:: Task details ::
An exact copy of every record, with no pictures, please.
--- START ---
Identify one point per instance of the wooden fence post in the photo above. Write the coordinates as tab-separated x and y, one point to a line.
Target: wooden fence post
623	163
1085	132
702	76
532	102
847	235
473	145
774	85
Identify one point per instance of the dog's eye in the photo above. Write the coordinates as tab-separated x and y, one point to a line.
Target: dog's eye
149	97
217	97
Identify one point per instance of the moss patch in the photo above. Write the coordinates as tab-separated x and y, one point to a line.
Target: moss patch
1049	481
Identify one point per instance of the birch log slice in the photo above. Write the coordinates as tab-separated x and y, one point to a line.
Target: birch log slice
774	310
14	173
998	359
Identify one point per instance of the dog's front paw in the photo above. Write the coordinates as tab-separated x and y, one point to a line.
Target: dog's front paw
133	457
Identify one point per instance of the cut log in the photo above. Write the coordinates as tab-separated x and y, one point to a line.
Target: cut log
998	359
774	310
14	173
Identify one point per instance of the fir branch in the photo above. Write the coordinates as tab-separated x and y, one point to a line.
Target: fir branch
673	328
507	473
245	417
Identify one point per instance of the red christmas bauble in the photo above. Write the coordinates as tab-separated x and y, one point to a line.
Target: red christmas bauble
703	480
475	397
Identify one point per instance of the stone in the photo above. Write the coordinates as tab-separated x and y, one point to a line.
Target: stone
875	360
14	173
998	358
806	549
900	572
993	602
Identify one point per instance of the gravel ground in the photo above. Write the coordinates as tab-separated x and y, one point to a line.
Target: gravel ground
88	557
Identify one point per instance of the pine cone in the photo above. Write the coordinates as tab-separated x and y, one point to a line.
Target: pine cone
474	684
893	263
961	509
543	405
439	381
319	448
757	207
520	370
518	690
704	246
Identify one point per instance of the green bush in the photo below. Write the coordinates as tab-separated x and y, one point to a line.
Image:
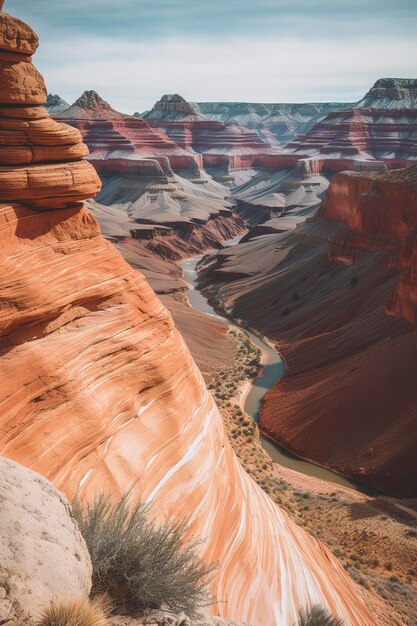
--- END ---
:: Solution to this task ::
Identify one point per instance of the wooden fence post in the photo above. Write the coordinates as tab-separated x and y, one point to a line.
Target: wooden fence post
623	163
1085	132
702	76
532	102
847	235
473	145
774	85
Identify one point per instance of the dog's eye in the photo above. Write the coordinates as tab-separated x and y, one point to a line.
Target: dog's eye
149	97
217	97
Identify one point per instance of the moss patch in the photo above. Write the coordinates as tab-separated x and y, one point to a line.
Target: moss patch
1049	481
Identify one point per instance of the birch log slice in the photo above. Write the coordinates as tab-separated x and y, one point to a line.
Target: birch log slice
774	310
14	173
998	359
Identify one point per instance of the dog's front paw in the photo above. Write the coordinates as tab-separated x and y, one point to a line.
Target: dog's front paw
133	457
Identify one point per instance of the cut log in the photo above. Write the coordinates as tab-separated x and y, one point to a line.
Target: cut log
998	359
774	310
14	173
Identify one point per instance of the fir branch in the photo above. Write the coordinates as tab-separated x and y, one point to a line.
Target: fir branch
673	328
507	473
245	417
Identify one point per instance of the red christmas bauble in the photo above. Write the coordinates as tab-separated x and y, one point to a line.
Target: red christmas bauble
703	480
475	397
Identify one point per instance of the stone in the photo above. Write the coordinates as tab-separated x and y, one point to a line.
Target: stone
875	360
14	173
998	358
806	549
900	572
993	602
Identify one point per instance of the gravel ground in the photo above. Write the coordinates as tab-separated x and y, one point to a line.
Target: gravel ground
88	557
Identify one point per instance of the pine cone in the photo above. Write the coordinates as tab-separated x and y, one point to a line.
Target: pine cone
474	684
893	263
961	509
543	405
439	381
319	448
757	207
520	370
518	690
704	246
Identify one point per instance of the green bush in the photo below. Write the coordinates as tab-separated x and y, one point to a line.
Image:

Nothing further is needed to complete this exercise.